_Selected passage_
Nicole Eisenman, ‘Foos Ball Trilogy: (i) Part I Sinking Ships; (ii) Part II Rescue; (iii) Part III Game Preparations’, 1994, Phillips

Each: 58 x 47 7/8 in. (147.3 x 121.6 cm.)

From the Catalogue:
Painted shortly after her arrival in New York in 1987, Foos Ball Trilogy is an iconic example of Nicole Eisenman’s pioneering style. Exhibited the same year it was created in 1994 at Jack Tilton Gallery—in a show that was deemed “among the smartest, funniest, most inventive solo exhibitions of the season” (Holland Cotter, “Art in Review”, The New York Times, April 8, 1994, online)—the present lot connects art historically important movements like the Italian Renaissance to the expressive figurative paintings of the 1980s German Neo-Expressionists by which Eisenman was inspired. With its traditional triptych format and figurative imagery, the three works that comprise Foos Ball Triology bring to mind frescoes by masters like Giotto and Michaelangelo, infused with the energy of pop culture references found in the artist’s own community. As she explained when describing her works from this period in an interview conducted for her celebrated retrospective at the New Museum just last year, “I was connecting the classical work I saw in Italy, with its storytelling function and serial format, to the comics I was interested in—think of the cartoonish quality of Giotto’s frescoes, for instance” (The artist, quoted in Massimiliano Gioni and Helga Christoffersen, “Interview with Nicole Eisenman” in Nicole Eisenman: Al-ugh-ories, exh. cat., New Museum, New York, 2016, p. 13). This cartoonish quality is therefore both derived from and also recontexualized by Renaissance conventions, telling a story that is at once historical and contemporary.

_Directions for this task_
Answer these questions about the Foos Ball Trilogy entry above.
(a) What are the measurements of each work in inches?
(b) At which gallery was the trilogy exhibited in 1994?
(c) Which museum held the retrospective for which the interview with Eisenman was conducted?

_Supplied records_
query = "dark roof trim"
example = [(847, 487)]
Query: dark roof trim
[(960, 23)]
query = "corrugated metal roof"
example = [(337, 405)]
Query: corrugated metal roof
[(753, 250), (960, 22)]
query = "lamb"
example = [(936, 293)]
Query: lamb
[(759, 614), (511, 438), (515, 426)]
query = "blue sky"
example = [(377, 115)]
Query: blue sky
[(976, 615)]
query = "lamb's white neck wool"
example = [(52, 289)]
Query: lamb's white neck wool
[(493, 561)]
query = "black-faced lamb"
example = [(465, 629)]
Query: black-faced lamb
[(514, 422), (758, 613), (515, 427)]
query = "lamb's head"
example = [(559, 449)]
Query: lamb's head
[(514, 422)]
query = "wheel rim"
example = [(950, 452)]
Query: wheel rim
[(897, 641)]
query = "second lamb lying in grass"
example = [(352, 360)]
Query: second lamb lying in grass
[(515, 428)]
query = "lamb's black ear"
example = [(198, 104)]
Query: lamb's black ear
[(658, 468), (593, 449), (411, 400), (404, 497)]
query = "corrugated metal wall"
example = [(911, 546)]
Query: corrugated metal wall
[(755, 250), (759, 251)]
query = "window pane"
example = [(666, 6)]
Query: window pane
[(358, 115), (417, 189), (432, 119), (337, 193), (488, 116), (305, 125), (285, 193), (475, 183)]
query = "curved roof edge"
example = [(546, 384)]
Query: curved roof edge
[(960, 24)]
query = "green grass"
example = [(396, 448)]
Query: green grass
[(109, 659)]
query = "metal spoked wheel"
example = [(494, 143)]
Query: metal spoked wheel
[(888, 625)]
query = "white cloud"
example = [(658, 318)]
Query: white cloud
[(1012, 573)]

---

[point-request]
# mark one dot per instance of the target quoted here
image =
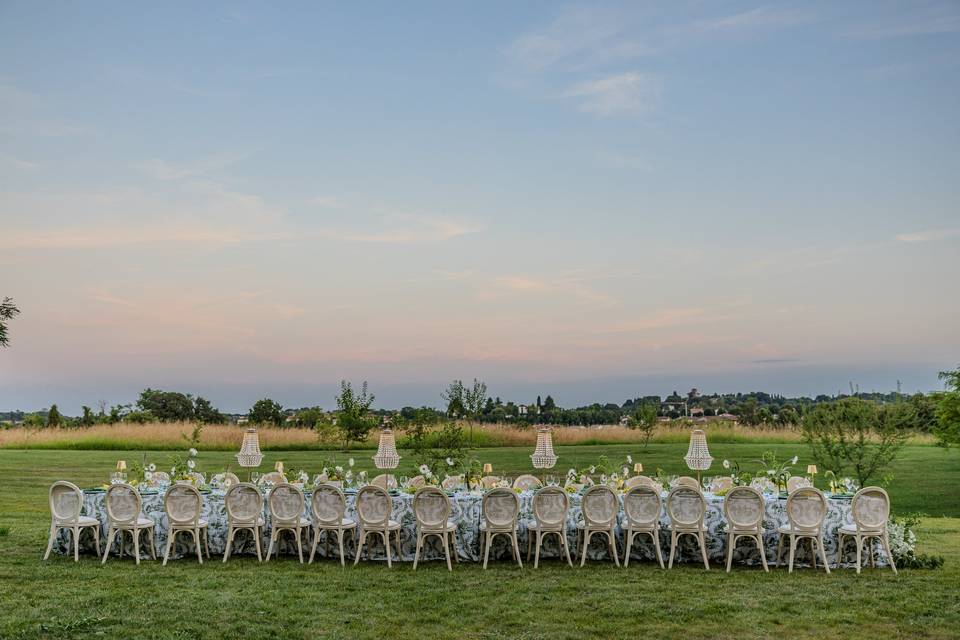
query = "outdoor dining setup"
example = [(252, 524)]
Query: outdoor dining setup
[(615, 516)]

--

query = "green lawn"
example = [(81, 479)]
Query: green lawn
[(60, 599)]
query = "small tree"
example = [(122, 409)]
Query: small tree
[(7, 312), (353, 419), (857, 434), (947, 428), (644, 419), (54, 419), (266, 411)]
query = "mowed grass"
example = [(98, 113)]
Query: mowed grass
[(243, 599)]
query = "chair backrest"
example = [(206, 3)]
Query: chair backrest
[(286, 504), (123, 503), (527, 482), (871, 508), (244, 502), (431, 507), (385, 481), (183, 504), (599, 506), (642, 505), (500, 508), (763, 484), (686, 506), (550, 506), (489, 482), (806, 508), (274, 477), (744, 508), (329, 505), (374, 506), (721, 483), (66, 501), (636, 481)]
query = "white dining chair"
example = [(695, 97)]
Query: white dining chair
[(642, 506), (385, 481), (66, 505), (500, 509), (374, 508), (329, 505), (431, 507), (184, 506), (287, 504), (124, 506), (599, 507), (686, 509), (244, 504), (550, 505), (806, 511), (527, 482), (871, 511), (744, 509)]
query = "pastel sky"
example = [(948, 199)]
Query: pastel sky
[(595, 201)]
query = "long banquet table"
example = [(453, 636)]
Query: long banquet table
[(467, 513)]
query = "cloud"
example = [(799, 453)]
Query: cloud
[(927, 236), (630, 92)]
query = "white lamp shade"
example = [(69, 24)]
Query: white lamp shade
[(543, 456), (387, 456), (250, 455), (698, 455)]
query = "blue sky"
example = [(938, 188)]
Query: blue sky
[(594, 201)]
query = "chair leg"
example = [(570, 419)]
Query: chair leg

_Solution_
(a) 58 x 47 7/8 in.
(b) Jack Tilton Gallery
(c) The New Museum